● **Excerpt provided**
▼

Stop writing boilerplate Python. Stop wiring together visual spaghetti graphs. Start building AI teams that actually learn from their mistakes.
Markdown Agent Studio is a local-first, browser-based IDE for building self-improving AI agent systems. An agent is not a stateless API call - it is a living document that can work, remember, collaborate, and evolve.
Every AI agent built on the same model starts with the same intelligence. The industry tries to differentiate them through prompt engineering (telling them what to be) and fine-tuning (showing them what others have done). Neither is actual learning. A prompted agent doesn't get better at writing stories by writing stories. It gets the same result every time, from the same static starting point.
Humans don't work this way. We learn by doing, failing, reflecting, and carrying that experience forward. AI agents have had no equivalent - until now.

▲

● **What you have to do**
Reproduce the part of the Markdown Agent Studio description that opens with the words containing "Markdown Agent Studio" and closes with "collaborate, and evolve.". The lines after this point come from a different source.

● **Stored data**
▼

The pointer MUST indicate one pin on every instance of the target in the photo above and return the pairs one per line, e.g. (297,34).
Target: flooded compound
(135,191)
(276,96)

▲

● **Output for this task**
Markdown Agent Studio is a local-first, browser-based IDE for building self-improving AI agent systems. An agent is not a stateless API call - it is a living document that can work, remember, collaborate, and evolve.